#### Records for the exercise ####
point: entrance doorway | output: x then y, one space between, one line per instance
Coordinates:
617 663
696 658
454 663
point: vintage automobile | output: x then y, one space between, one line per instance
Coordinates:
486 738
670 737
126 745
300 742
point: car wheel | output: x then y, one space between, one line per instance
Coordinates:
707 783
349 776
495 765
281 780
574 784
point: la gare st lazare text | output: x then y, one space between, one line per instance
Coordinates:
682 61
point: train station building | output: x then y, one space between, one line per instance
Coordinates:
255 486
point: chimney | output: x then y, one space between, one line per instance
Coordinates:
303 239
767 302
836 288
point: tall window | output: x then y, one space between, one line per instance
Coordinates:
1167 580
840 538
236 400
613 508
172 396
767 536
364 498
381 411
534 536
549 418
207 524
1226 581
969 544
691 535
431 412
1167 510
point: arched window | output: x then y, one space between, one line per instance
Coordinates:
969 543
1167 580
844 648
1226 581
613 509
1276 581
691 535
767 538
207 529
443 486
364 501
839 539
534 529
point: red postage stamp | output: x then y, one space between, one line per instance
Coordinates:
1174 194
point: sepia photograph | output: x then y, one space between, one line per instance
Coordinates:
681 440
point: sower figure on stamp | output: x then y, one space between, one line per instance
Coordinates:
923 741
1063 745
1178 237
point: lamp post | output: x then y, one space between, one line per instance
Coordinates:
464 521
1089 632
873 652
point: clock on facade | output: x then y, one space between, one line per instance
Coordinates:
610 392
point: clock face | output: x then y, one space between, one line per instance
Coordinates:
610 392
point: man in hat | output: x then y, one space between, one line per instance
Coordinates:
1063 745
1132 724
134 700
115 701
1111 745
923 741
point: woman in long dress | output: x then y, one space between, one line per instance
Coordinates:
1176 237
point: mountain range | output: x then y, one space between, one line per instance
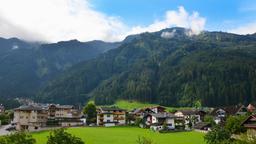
####
-- What the exercise asks --
Repeat the data word for word, minus any pictures.

-- Response box --
point: entrance doorway | output: x then y, one space between, one line per instance
Coordinates:
617 663
696 658
454 663
point: vintage automobile | output: x then y, one space between, one line per instance
Coordinates:
486 738
670 737
126 745
300 742
point: car wheel | output: x then y, one space between, one line per instance
Coordinates:
707 783
349 776
495 765
281 780
574 784
point: la gare st lazare text | output: x then y, one space between, one line per instance
Coordinates:
682 61
point: train station building | output: x then y, one space between, one line per instance
Coordinates:
255 486
point: chimney | output: x then y, one space between, one line per instance
Coordinates:
303 239
767 302
836 288
point: tall window | output: x then y, one space between, one line per instance
Coordinates:
1167 580
840 538
236 400
613 508
172 396
767 536
364 498
381 411
534 536
549 418
207 524
1226 581
969 544
691 535
431 412
1167 510
point: arched window | output: x then y, one space between, one line per instance
Coordinates:
969 543
1167 580
844 648
1226 581
613 509
1276 581
691 535
767 538
207 529
443 486
364 501
839 539
534 529
point: red postage stamp | output: x then y, one space between, one line per instance
Coordinates:
1174 194
point: sepia photograph | output: x then y, one space between, one line per instance
Coordinates:
681 440
point: sower figure on stamp | output: x then y, one space between, one line per instance
Coordinates:
923 741
1063 745
1178 237
point: lamp post | output: x then y, one space between, one line per instance
Coordinates:
464 521
1089 632
873 652
point: clock on facade | output: x then y, one space between, one line per instance
Coordinates:
610 392
point: clock face | output: x then y, one space between, one line per instance
Coordinates:
610 392
point: man in hat | output: x then y, one space between, one line per instance
Coordinates:
1063 745
1132 724
134 700
115 701
1111 745
923 741
point: woman in long dress | output: x then y, one space between, one line per instance
Coordinates:
1176 237
point: mountain range | output: x then y, one space between, one line per instance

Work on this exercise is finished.